- **Material to process**:
══════════
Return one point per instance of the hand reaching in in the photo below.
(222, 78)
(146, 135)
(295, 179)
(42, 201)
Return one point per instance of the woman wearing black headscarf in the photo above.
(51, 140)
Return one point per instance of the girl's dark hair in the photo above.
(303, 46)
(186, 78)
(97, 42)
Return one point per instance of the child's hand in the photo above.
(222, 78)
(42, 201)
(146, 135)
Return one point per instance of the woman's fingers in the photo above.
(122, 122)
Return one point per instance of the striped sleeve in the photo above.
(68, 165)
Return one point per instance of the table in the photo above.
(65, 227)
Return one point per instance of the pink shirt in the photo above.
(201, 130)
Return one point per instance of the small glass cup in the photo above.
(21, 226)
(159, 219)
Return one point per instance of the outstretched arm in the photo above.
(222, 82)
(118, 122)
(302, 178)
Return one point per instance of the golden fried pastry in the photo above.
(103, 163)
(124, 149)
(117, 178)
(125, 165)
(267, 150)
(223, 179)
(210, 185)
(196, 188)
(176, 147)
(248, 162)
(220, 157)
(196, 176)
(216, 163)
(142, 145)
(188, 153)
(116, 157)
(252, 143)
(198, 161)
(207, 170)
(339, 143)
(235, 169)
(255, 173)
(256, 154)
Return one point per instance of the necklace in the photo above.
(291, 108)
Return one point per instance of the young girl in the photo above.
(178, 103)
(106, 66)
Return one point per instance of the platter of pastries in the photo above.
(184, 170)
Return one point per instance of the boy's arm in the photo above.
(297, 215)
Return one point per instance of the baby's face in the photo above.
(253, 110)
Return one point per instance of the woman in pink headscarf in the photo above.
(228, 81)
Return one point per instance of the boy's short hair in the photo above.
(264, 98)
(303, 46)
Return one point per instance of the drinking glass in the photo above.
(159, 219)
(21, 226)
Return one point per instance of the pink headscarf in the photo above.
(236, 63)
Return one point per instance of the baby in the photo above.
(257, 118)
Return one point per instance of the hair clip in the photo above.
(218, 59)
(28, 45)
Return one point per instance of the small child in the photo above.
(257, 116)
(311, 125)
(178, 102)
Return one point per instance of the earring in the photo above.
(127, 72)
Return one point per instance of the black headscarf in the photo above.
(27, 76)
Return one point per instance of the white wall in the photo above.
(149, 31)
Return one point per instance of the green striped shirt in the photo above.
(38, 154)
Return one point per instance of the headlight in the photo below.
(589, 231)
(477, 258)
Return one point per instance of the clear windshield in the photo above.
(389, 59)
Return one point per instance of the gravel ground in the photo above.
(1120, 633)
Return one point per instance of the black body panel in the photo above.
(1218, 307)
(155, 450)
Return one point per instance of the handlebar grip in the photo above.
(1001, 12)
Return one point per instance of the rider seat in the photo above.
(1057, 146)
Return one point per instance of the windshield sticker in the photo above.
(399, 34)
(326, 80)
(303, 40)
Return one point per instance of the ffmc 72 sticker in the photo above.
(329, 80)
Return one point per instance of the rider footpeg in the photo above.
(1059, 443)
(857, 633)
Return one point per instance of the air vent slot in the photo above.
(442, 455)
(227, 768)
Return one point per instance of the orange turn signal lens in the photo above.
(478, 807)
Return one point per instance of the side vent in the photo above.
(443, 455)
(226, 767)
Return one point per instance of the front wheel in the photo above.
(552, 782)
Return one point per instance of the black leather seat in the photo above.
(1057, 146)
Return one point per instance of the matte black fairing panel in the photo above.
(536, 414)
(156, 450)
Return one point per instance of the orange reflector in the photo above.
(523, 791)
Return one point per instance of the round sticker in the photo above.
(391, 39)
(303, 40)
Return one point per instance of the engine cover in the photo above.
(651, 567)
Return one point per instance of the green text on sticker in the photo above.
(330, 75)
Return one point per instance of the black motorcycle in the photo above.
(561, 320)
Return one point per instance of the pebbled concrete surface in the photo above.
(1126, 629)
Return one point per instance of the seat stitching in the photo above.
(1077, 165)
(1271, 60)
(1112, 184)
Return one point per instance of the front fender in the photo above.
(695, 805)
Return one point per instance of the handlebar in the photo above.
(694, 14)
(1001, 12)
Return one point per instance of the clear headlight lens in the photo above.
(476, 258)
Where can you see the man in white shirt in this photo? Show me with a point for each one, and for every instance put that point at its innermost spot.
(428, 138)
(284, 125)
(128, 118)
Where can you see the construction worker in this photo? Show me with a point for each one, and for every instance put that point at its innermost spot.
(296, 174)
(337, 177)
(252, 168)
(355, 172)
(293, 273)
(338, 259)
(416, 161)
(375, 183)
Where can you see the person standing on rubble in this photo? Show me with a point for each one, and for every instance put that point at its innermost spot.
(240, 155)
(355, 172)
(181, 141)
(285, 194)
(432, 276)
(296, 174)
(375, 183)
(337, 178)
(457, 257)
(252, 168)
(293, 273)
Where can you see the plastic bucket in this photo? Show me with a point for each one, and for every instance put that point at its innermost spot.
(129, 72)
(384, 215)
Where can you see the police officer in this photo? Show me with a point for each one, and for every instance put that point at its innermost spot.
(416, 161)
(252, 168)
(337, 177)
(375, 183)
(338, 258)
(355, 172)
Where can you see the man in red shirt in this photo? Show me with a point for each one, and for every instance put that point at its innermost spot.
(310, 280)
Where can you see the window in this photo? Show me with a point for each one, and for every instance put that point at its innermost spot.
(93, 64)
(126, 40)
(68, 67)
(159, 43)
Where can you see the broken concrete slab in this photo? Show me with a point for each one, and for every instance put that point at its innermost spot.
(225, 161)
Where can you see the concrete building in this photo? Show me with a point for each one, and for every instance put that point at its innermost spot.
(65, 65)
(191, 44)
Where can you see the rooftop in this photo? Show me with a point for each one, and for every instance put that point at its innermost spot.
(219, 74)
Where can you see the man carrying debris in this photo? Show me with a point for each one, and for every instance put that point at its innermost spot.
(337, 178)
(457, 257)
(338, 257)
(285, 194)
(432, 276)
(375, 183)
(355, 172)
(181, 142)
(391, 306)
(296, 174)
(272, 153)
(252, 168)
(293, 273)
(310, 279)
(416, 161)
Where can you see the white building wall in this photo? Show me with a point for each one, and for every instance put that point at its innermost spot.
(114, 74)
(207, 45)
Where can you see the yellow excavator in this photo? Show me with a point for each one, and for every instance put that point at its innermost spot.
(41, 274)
══════════
- **Request**: Your task is to repeat the data exactly; please include every line.

- **Worked solution**:
Return one point per instance of the hand reaching in in the photo below.
(222, 78)
(146, 135)
(295, 179)
(42, 201)
Return one point per instance of the woman wearing black headscarf in the photo above.
(51, 140)
Return one point per instance of the girl's dark hair in the photo above.
(303, 46)
(186, 78)
(97, 42)
Return one point per instance of the child's hand in the photo above.
(222, 78)
(42, 201)
(146, 135)
Return one point per instance of the woman's fingers in the photo above.
(122, 122)
Return one point per instance of the striped sleeve in the photo above.
(68, 165)
Return one point per instance of the table in the photo above.
(65, 227)
Return one point per instance of the pink shirt in the photo above.
(201, 130)
Return one point per instance of the small glass cup in the photo above.
(21, 226)
(159, 219)
Return one point per instance of the outstretched arm in the photo above.
(222, 82)
(118, 122)
(302, 178)
Return one point per instance of the golden fried pastry in the photo above.
(103, 163)
(124, 149)
(117, 178)
(125, 165)
(267, 150)
(223, 179)
(210, 185)
(196, 188)
(176, 147)
(248, 162)
(220, 157)
(196, 176)
(216, 163)
(142, 145)
(188, 153)
(116, 157)
(252, 143)
(198, 161)
(207, 170)
(339, 143)
(235, 169)
(255, 173)
(256, 154)
Return one point per instance of the necklace in the photo above.
(291, 108)
Return one point per instance of the young girl in the photo above.
(178, 103)
(106, 66)
Return one point per instance of the platter of pastries in the photo above.
(184, 170)
Return one point per instance of the boy's arm in the photo above.
(297, 215)
Return one point per instance of the baby's face in the photo above.
(253, 110)
Return one point per instance of the woman in pink headscarf in the photo above.
(228, 81)
Return one point per instance of the boy's short hair in the photo above.
(264, 98)
(303, 46)
Return one point per instance of the drinking glass in the photo above.
(159, 219)
(21, 226)
Return one point per instance of the pink headscarf in the photo above.
(236, 63)
Return one point per instance of the baby in the photo above.
(257, 118)
Return one point per instance of the hair clip in the photo above.
(218, 59)
(28, 45)
Return one point per instance of the small child in the photo above.
(257, 116)
(311, 125)
(178, 102)
Return one point per instance of the earring in the photo above.
(127, 72)
Return one point per instance of the black headscarf in the photo above.
(27, 76)
Return one point per instance of the white wall in the photo above.
(149, 31)
Return one point per instance of the green striped shirt in the photo above.
(38, 154)
Return one point per instance of the headlight in the photo below.
(589, 231)
(477, 258)
Return one point per instance of the clear windshield in the photo above.
(389, 59)
Return one point per instance of the gravel ground in the photo above.
(1120, 633)
Return one point per instance of the black body panel in the photo above.
(1218, 307)
(155, 450)
Return one point per instance of the handlebar grip in the photo above.
(1001, 12)
Return one point per instance of the rider seat in the photo above.
(1057, 146)
Return one point per instance of the windshield sticker in the photo above.
(399, 34)
(326, 80)
(303, 40)
Return one point per instance of the ffmc 72 sticker in the photo above.
(329, 80)
Return one point per instance of the rider footpeg in the photo above.
(1059, 443)
(857, 633)
Return one point per instance of the air vent slot in the photo above.
(442, 455)
(227, 768)
Return one point per instance of the orange turn signal lens in the photo above.
(478, 807)
Return one point per instance of the side vent in the photo above.
(443, 455)
(226, 767)
Return one point per instance of the front wheel in the photo above.
(552, 782)
Return one point per instance of the black leather seat in the photo above.
(1057, 146)
Return one point per instance of the matte black fairing panel in the photo above.
(536, 414)
(156, 450)
Return one point per instance of the orange reflector in the photo above.
(523, 791)
Return one point per instance of the round sticker in the photo above.
(391, 39)
(303, 40)
Return one point per instance of the engine cover in the photo above.
(651, 567)
Return one point per instance of the green text on sticker in the photo above.
(330, 75)
Return one point per instance of the black motorcycle in the photo above.
(561, 320)
Return one point per instance of the pebbled concrete surface in the photo above.
(1126, 629)
Return one point per instance of the seat stitching in the photo above.
(1077, 165)
(1271, 60)
(1112, 184)
Return one point per instance of the front fender in the photo above.
(695, 805)
Return one point per instance of the handlebar in the photo above.
(694, 14)
(1001, 12)
Return one point per instance of the clear headlight lens in the photo above.
(476, 258)
Where can you see the man in white shirt in this photo? Show me with a point for each one, and for every instance put that point at its innermost spot.
(428, 138)
(284, 125)
(128, 118)
Where can you see the construction worker in this photo? Show me with a point for each one, and for every instance put that point at its innermost spot.
(296, 174)
(337, 177)
(252, 168)
(355, 172)
(293, 273)
(338, 259)
(416, 161)
(375, 183)
Where can you see the person standing on rubble in this photo? Show me with a point for each one, and for every instance put that point at its innermost spot.
(240, 155)
(355, 172)
(181, 141)
(285, 194)
(432, 276)
(296, 174)
(375, 183)
(337, 178)
(457, 257)
(252, 168)
(293, 273)
Where can you see the plastic bucket in this photo? Show me with a point for each one, and for every instance put that point at its innermost spot.
(129, 72)
(384, 215)
Where can you see the police officer in this photo? Show me with a point for each one, and for every instance put that point at its innermost spot.
(416, 161)
(252, 168)
(337, 177)
(375, 183)
(338, 258)
(355, 172)
Where can you see the man in red shirt in this photo? Show me with a point for each one, and for every instance put that point at its innermost spot.
(310, 280)
Where can you see the window in this photo? Show me with a point for each one, and for every instance put that point at its innermost spot.
(93, 64)
(126, 40)
(68, 67)
(159, 43)
Where can you see the broken concrete slab in this photo? Show me with a point for each one, and for every instance put that point at its innermost spot.
(225, 161)
Where can you see the concrete building in this photo? Show me with a point for each one, and for every instance put that point at its innermost spot.
(65, 65)
(191, 44)
Where can you see the rooftop in this photo? Show me with a point for each one, and for every instance put that point at its innermost spot.
(219, 74)
Where can you see the man carrying debris in this photo? Show me with a point for each one, and for every instance put that point at its innermost spot.
(337, 178)
(457, 257)
(338, 257)
(285, 194)
(432, 276)
(375, 183)
(355, 172)
(181, 142)
(391, 306)
(296, 174)
(272, 153)
(252, 168)
(293, 273)
(310, 279)
(416, 161)
Where can you see the white building wall in this photo? Show me with a point for each one, and for every instance put that point at its innermost spot.
(114, 74)
(207, 45)
Where can you see the yellow excavator in this photo? Show me with a point for each one, and for every instance put that point at its innermost spot.
(41, 274)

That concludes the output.